* begin *
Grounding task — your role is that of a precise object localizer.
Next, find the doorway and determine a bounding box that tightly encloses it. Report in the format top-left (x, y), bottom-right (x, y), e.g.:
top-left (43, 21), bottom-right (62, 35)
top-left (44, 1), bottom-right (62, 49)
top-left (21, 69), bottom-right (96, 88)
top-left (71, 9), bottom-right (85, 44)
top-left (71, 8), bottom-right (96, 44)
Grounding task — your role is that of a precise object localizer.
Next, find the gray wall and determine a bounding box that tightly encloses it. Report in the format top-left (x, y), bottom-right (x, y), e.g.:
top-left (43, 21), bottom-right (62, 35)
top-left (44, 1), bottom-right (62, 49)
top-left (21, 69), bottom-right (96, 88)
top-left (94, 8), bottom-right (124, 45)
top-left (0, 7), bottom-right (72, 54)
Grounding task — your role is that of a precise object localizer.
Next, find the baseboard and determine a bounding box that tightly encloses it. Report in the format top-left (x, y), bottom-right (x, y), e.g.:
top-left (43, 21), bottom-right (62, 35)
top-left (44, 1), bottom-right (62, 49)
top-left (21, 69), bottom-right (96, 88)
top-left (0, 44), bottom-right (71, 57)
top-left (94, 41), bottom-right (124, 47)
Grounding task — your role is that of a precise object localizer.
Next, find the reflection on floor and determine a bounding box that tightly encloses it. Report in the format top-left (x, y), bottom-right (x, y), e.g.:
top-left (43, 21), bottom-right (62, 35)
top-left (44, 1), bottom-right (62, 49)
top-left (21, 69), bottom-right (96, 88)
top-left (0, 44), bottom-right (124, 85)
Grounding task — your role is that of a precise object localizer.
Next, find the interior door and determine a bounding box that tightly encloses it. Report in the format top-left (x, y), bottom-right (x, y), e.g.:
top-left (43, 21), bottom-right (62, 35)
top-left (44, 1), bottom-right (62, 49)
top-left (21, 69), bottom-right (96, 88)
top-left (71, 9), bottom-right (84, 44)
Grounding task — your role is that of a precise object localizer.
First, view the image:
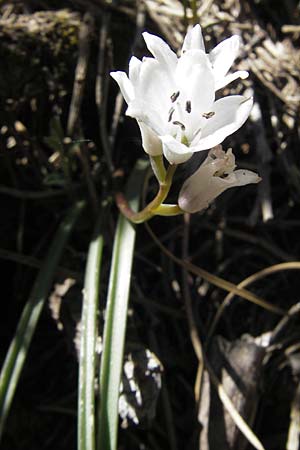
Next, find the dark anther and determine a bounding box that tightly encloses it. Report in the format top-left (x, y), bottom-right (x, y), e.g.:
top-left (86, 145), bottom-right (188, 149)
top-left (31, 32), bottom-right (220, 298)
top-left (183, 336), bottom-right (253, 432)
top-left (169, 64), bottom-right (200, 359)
* end *
_Direction_
Set out every line of the entries above as a numbered list, skipping blank lines and leaving out the pictures.

_The reply_
1. Grounding task — your role is that of a precise object localizer.
2. Next, find the doorway and determine a bounding box that tightly encloses it. Report in the format top-left (x, y), bottom-right (x, y), e.g.:
3. top-left (43, 21), bottom-right (62, 35)
4. top-left (44, 1), bottom-right (62, 49)
5. top-left (21, 69), bottom-right (96, 88)
6. top-left (71, 9), bottom-right (85, 44)
7. top-left (71, 8), bottom-right (96, 44)
8. Grounding task — your role is that of a precise object localizer.
9. Next, find the gray wall and determine a bounding box that tightly encloses it. Report in the format top-left (x, y), bottom-right (x, y), e.g.:
10. top-left (43, 21), bottom-right (62, 35)
11. top-left (44, 1), bottom-right (62, 49)
12. top-left (21, 69), bottom-right (96, 88)
13. top-left (94, 8), bottom-right (124, 45)
14. top-left (0, 7), bottom-right (72, 54)
15. Grounding task — your role is that of a precise object localizer.
16. Next, find the baseboard and determine a bounding box that tightly encloses it. Report in the format top-left (x, y), bottom-right (x, y), e.g.:
17. top-left (43, 21), bottom-right (62, 35)
18. top-left (44, 1), bottom-right (62, 49)
19. top-left (21, 69), bottom-right (96, 88)
20. top-left (0, 44), bottom-right (71, 57)
21. top-left (94, 41), bottom-right (124, 47)
22. Grounding task — your role is that of a precise object localizer.
23. Next, find the reflection on floor and determine a bounding box that tightly encloses it. Report in the format top-left (x, y), bottom-right (x, y), e.g.:
24. top-left (43, 21), bottom-right (62, 35)
25. top-left (44, 1), bottom-right (62, 49)
26. top-left (21, 69), bottom-right (96, 88)
27. top-left (0, 44), bottom-right (124, 85)
28. Grounding task — your role is that of a precise object localizer.
29. Next, find the interior door and determine a bounding box that tightly encloses it. Report in the format top-left (x, y), bottom-right (x, y), e.g.:
30. top-left (43, 21), bottom-right (62, 35)
31. top-left (44, 1), bottom-right (62, 49)
32. top-left (21, 69), bottom-right (96, 88)
33. top-left (71, 9), bottom-right (84, 44)
34. Grounding task — your role is that of a precise object localizer.
35. First, view the image:
36. Next, find the dark anther and determine a bounding box that tightly encloses it. Report in the format top-left (x, y), bottom-right (x, y), e.g.:
37. top-left (86, 145), bottom-right (188, 149)
38. top-left (31, 32), bottom-right (220, 298)
39. top-left (183, 336), bottom-right (253, 432)
40. top-left (169, 64), bottom-right (200, 359)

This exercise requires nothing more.